| Exercise goal |
Reproduce word for word the passage in the text on Zimbabwe's judiciary from "The composition of" up to and including "Zimbabwean High Court.".

| Page |
— start —
The history of the Zimbabwean judiciary can be traced back to June 10 1891 when the British High Commissioner for South Africa, A Milner, proclaimed that the laws of the Cape Colony would be applicable within the British South Africa Company (BSAC) territory of Mashonaland. The laws that were brought to the Cape by Jan van Reebeck in 1652 were the Roman-Dutch law statutes, which up to now do not take into account the cultural milieu of the indigenous Africans.
Using this template the settler regime enacted various laws to prop up its illegitimate rule; as such there was a clear separation between the law and justice for the indigenous African majority.
Justice Georges, the West Indies born law professor, who was sworn in as the first black Supreme Court Judge on September 7 1981, had this to say of the Judiciary at the time;
“It is quite clear when one looks at (Zimbabwean) laws that there has been a division of population — European and African — and this is reflected in the way many of the laws have been drafted so that the law has always reflected the social reality of the times. Now that this has changed, one expects that those whose business it is to look into these matters will take steps to effect changes to bring the law in line with the new social reality.’’
Zimbabwe’s new Government moved quickly to transform the judiciary to reflect the new dispensation of universal justice delivery.
The composition of the judiciary was key.
At independence, the Zimbabwean judiciary was all white, black faces were not even found in the lower courts. The highest court of Appeal, the Supreme Court, was all white, and had four members.
Five members among them the Chief Justice, Justice MacDonald; the Judge President, Mr Justice J.V.R. Lewis; Mr Justice Baron and Mr Justice Goldin.
The High Court Bench comprised eleven white judges; three of whom, including Justice Squires, had been involved in Rhodesian politics before taking places on the bench.
This all-white judiciary was later joined by Mr Justice Dumbutshena who was sworn in by President Canaan Banana on May 16 1980 as the first black judge in the Zimbabwean High Court.
On May 9 1980, the day Justice Dumbutshena was appointed, the Minister of Justice and Constitutional Affairs, Senator Simbi Mubako, highlighted the need to reform the justice system.
The country had only three black magistrates in April 1980. An analysis of high profile appointments to the High Court for the six-month period, January to June 1980, clearly showed that something badly needed to be done to bring about racial balance in the judiciary.
— end —
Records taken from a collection
— start —
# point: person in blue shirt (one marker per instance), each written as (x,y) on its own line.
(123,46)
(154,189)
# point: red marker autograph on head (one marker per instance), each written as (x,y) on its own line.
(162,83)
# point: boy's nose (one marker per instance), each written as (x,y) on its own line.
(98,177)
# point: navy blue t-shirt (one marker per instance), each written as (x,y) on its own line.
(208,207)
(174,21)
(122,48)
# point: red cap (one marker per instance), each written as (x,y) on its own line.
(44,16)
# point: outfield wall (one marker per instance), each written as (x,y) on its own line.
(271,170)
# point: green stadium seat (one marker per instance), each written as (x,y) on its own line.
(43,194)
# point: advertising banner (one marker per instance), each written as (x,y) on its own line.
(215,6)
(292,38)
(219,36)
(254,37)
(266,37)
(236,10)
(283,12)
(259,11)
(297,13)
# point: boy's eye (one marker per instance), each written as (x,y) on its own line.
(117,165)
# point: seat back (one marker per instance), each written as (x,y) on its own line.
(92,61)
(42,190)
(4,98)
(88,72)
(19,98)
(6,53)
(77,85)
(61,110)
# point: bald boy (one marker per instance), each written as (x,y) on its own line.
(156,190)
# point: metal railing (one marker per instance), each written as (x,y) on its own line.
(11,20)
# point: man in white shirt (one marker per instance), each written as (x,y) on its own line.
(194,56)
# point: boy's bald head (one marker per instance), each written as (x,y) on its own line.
— end —
| Response |
The composition of the judiciary was key.
At independence, the Zimbabwean judiciary was all white, black faces were not even found in the lower courts. The highest court of Appeal, the Supreme Court, was all white, and had four members.
Five members among them the Chief Justice, Justice MacDonald; the Judge President, Mr Justice J.V.R. Lewis; Mr Justice Baron and Mr Justice Goldin.
The High Court Bench comprised eleven white judges; three of whom, including Justice Squires, had been involved in Rhodesian politics before taking places on the bench.
This all-white judiciary was later joined by Mr Justice Dumbutshena who was sworn in by President Canaan Banana on May 16 1980 as the first black judge in the Zimbabwean High Court.